* EXTRAIT DU TEXTE *
════════════════

De l'enjeu mortel à l'enjeu esthétique de l'aventure


Par : Lahoucine El Merabet


Sujet :


Georg Simmel a écrit dans La Philosophie de l'aventure, Paris, L'Arche, 2002 : « Le fait d'avoir encouru un danger de mort ou d'avoir conquis une femme pour un bonheur éphémère, le fait que des facteurs inconnus, qui ont été mis en jeu, ont apporté un gain surprenant ou une perte inattendue... tout cela ne constitue pas encore nécessairement une aventure, et ne le devient que par une certaine tension du sentiment vital dans la réalisation de pareils contenus. »

  • Vous examinerez cette citation à partir des Å“uvres au programme.


aventure,cpge

Mise en place du sujet et de son enjeu problématique:


Le propos de Georg Simmel s'articule autour des sentiments dont la vitalité alimente l'esprit d'aventure. Il s'agit de voir au-delà de ce qui est à affronter au cours d'une expérience ponctuée de périls et de dangers pour voir que l'essentiel réside dans cette mentalité faite d'audace et de vigueur propres à amener à aplanir les obstacles et à surmonter les épreuves. Tous les aléas rencontrés ne prévalent qu'en fonction de cette ardeur dont s'arme l'aventurier, grâce à laquelle il peut triompher de tous les dangers.

════════════════

* MATÉRIEL FOURNI *
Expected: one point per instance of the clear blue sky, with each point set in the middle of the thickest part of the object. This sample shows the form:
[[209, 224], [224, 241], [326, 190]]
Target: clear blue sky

════════════════

* CONSIGNE *
Dans l'extrait sur l'aventure, selon la citation de Georg Simmel, qu'est-ce qui permet à des faits comme un danger de mort encouru de devenir une aventure ?

* CORRIGÉ *
Une certaine tension du sentiment vital dans la réalisation de pareils contenus.